_Work instructions_
Restate each of the lines below word for word and drop every picture.

[Image-grounded pointing data]
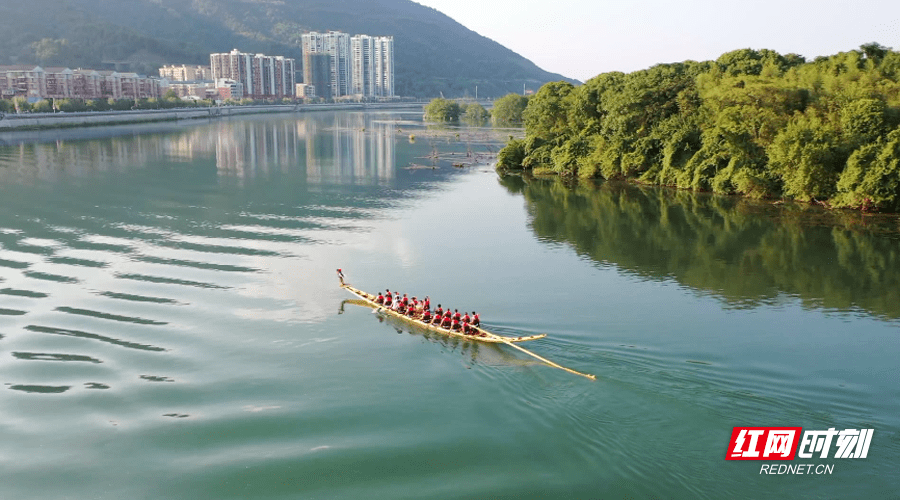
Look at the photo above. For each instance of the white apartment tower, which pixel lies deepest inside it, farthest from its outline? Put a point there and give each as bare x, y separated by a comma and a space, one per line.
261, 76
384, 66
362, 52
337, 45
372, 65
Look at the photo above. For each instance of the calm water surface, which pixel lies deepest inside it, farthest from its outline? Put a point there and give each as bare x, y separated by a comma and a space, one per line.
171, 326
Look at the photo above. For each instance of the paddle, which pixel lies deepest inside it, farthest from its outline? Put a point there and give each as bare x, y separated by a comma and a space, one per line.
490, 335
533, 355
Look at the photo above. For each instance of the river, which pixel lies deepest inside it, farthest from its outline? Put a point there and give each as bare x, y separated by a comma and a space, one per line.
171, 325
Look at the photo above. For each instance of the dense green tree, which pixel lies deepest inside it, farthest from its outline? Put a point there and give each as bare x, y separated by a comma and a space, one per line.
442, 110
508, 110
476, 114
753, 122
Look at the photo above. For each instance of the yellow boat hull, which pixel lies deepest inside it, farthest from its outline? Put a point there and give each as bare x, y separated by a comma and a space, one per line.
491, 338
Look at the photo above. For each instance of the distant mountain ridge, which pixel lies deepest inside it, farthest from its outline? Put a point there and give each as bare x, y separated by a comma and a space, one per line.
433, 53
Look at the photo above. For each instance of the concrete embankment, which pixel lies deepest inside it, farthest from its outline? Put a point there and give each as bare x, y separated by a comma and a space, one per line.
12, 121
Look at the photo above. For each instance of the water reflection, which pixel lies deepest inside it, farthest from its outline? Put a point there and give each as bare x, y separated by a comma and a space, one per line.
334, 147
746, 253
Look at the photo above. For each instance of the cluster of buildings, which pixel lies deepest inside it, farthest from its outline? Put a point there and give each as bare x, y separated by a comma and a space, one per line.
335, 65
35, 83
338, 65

_Response to this task_
Look at the photo above. For each instance of the white apartment tower, which pixel lies deepest inside it, farthest from its outline? Put a point there and give each as bare x, y separated by a comma and a space, one per line.
261, 76
384, 66
362, 52
337, 45
372, 65
Look at the photo above. For each instance of the calm water surface, which pixel lies deepest inside it, farthest from its outline? Put a point there and give each as bare x, y separated by a comma and a space, one per line.
171, 326
Look at the photo above. For each instance of the paddle, which pixel lies deepest inside it, farthest from its outline? Put a point there and give each as bare x, y separated by a comma and a space, one per line.
490, 335
533, 355
Look at the photo above. For each instance of the river, which pixel lies deepest inside it, farthest from its outline? Put a point there and give each as bare x, y separated by a comma and a space, one per line.
171, 325
Look at the photo above. For each instance of the dense green tree, which pixel lies deepest inside it, farthest from its outline? Put a point there and give each as bare x, y separated by a comma and a space, one per line.
442, 110
508, 110
476, 114
753, 122
Look at the photo above. For each instance of the yellow boat hull, which pixel lies deepest inside it, farthest from its outline? Put a point there and give each as bare x, y separated by a comma and a space, one per line.
491, 338
Look at the photo above. For each instance of the distant mountain ridge, which pixel lies deepest inside it, farthest from its outline? Put a point there and give each as bare x, y separated by a comma and a space, one per line.
433, 53
Look at the photo above. For each instance of the concrete embankment, which pixel lies deepest inside it, farthest from its outline? Put a point there and give each as bare x, y separated by a comma and a space, one per line.
12, 121
Look at the photo above. For each instance of the water reflection, which pixel lies deepest inside it, farthest from its outline? Put a point there and give each as bare x, y separated by a comma and a space, one per line.
334, 147
746, 253
Look at the photo above. For each instance of the cluster of buildings, which pixel lies deepest inside it, farthest from its outline? Put a point there and give each as bare x, y separated by a comma and a space, one per line.
335, 65
35, 83
338, 65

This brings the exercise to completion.